• **Goal of the exercise**
Please render the listing below as a JSON list of strings, one string per line, with blank lines left out.

— start of Supplied data —

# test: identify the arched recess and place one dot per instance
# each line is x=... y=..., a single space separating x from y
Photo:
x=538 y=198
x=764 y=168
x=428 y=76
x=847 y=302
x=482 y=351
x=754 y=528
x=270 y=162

— end of Supplied data —

• **Output of the exercise**
[
  "# test: identify the arched recess and place one dot per instance",
  "# each line is x=... y=..., a single space separating x from y",
  "Photo:",
  "x=538 y=198",
  "x=764 y=168",
  "x=428 y=76",
  "x=847 y=302",
  "x=482 y=351",
  "x=754 y=528",
  "x=270 y=162"
]